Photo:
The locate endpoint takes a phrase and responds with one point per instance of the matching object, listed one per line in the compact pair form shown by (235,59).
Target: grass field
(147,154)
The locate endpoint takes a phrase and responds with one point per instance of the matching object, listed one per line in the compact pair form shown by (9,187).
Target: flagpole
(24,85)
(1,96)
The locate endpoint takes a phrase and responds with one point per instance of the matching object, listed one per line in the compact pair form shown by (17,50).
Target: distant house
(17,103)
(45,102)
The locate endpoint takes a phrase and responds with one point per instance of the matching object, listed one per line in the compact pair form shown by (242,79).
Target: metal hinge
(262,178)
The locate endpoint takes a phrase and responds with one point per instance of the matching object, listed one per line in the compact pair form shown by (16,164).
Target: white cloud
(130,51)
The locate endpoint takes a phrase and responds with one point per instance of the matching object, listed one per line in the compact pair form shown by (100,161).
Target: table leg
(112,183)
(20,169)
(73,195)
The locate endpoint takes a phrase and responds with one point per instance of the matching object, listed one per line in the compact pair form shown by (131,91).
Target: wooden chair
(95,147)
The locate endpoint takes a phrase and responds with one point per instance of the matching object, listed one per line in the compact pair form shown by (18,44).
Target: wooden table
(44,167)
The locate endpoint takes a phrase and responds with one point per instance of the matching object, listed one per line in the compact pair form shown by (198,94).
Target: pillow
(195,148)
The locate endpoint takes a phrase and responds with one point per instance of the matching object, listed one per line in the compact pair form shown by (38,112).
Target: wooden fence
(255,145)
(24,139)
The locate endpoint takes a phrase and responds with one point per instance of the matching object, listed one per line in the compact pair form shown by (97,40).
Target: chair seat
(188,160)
==
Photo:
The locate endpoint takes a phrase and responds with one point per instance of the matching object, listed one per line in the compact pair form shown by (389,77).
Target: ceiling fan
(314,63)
...
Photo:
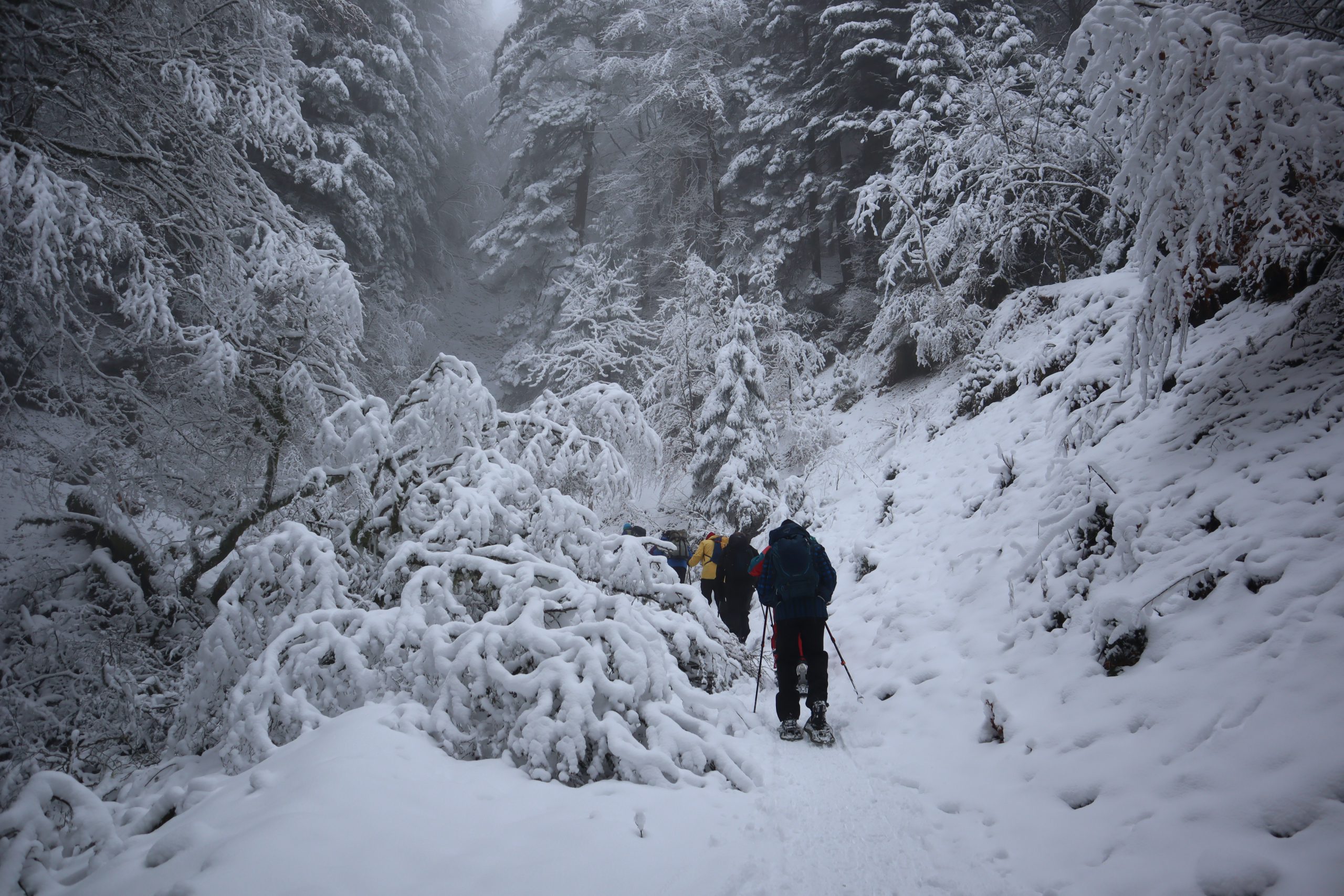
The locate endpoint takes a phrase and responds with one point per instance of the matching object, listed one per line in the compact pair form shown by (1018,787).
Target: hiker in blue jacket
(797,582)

### Goal
Can you filter the rows above down to the ones that contain the string "chair" and copy each of those rows in full?

### Final answer
Target: wooden chair
Target: chair seat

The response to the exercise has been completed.